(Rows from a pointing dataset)
________________
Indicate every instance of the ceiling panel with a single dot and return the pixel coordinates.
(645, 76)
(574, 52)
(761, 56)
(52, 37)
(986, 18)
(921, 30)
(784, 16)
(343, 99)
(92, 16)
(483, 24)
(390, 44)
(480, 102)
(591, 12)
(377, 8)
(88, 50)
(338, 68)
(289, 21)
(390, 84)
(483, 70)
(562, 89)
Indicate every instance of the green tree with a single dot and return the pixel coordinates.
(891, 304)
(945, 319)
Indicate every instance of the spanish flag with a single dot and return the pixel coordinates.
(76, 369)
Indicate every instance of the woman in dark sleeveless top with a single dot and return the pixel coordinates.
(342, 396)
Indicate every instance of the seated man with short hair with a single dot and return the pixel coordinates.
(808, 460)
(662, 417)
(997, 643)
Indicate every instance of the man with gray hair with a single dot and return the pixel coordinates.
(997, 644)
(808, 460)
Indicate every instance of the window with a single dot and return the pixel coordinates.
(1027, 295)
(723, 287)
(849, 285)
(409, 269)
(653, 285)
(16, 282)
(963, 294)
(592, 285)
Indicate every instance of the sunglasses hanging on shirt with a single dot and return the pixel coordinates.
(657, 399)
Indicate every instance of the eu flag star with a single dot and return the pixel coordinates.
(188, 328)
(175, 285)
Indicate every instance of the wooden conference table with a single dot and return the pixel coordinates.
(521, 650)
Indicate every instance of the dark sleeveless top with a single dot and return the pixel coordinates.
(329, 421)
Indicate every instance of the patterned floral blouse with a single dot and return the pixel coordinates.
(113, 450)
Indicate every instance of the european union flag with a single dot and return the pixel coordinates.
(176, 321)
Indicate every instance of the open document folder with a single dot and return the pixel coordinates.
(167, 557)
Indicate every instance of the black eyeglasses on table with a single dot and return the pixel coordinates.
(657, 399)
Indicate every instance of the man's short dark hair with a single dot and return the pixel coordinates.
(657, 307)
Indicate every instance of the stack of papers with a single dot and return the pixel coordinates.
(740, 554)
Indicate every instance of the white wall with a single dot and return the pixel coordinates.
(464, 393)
________________
WHAT TO PRODUCE. Put each line of the rows above into a Markdown table with the columns Number and Line, numbering the lines in order and skipping any blank ones.

RESULT.
| Number | Line |
|---|---|
| 1 | Indicate every instance of the ceiling panel with a single dot and return the pixel coordinates. |
| 2 | (645, 76) |
| 3 | (574, 52) |
| 4 | (761, 56) |
| 5 | (52, 37) |
| 6 | (986, 18) |
| 7 | (921, 30) |
| 8 | (784, 16) |
| 9 | (343, 99) |
| 10 | (92, 16) |
| 11 | (483, 24) |
| 12 | (390, 44) |
| 13 | (480, 102) |
| 14 | (591, 12) |
| 15 | (377, 8) |
| 16 | (88, 50) |
| 17 | (338, 68) |
| 18 | (289, 21) |
| 19 | (390, 84) |
| 20 | (483, 70) |
| 21 | (562, 89) |
| 22 | Indicate every instance of the green tree with a single dot and return the pixel coordinates. |
| 23 | (891, 304) |
| 24 | (945, 319) |
| 25 | Indicate every instance of the spanish flag with a single dot and return the pixel coordinates. |
| 26 | (76, 369) |
| 27 | Indicate every instance of the woman in dark sleeveless top with a single dot and return the pixel coordinates. |
| 28 | (342, 396) |
| 29 | Indicate every instance of the seated man with short hair with a single dot and return the pixel coordinates. |
| 30 | (808, 460) |
| 31 | (662, 417) |
| 32 | (997, 643) |
| 33 | Indicate every instance of the man with gray hair with a single dot and return the pixel coordinates. |
| 34 | (997, 644) |
| 35 | (808, 460) |
| 36 | Indicate every instance of the window with a single dot and return the pixel coordinates. |
| 37 | (1027, 295) |
| 38 | (723, 287) |
| 39 | (849, 285) |
| 40 | (409, 269) |
| 41 | (653, 285) |
| 42 | (16, 282) |
| 43 | (963, 294) |
| 44 | (592, 285) |
| 45 | Indicate every instance of the sunglasses hanging on shirt with a single dot and return the pixel coordinates. |
| 46 | (657, 399) |
| 47 | Indicate every instance of the eu flag star with a single dot and return the pixel coordinates. |
| 48 | (188, 328) |
| 49 | (175, 285) |
| 50 | Indicate every instance of the wooden conference table with a single dot and return the pixel coordinates. |
| 51 | (521, 650) |
| 52 | Indicate every instance of the dark sleeveless top with a single dot and return the pixel coordinates. |
| 53 | (329, 421) |
| 54 | Indicate every instance of the patterned floral blouse with a single dot and return the pixel coordinates. |
| 55 | (113, 450) |
| 56 | Indicate every instance of the european union flag with a single dot and return the pixel coordinates. |
| 57 | (176, 321) |
| 58 | Indicate every instance of the open document folder with a single dot and return the pixel coordinates. |
| 59 | (167, 557) |
| 60 | Indicate every instance of the black eyeglasses on table with a single dot and return the pixel coordinates. |
| 61 | (657, 399) |
| 62 | Indicate every instance of the man's short dark hair with a single dot and return the pixel coordinates. |
| 63 | (657, 307) |
| 64 | Indicate every instance of the stack of papers with a single dot and return the pixel coordinates. |
| 65 | (740, 554) |
| 66 | Indicate every instance of the white wall with a single dot and return the pixel coordinates. |
| 67 | (464, 393) |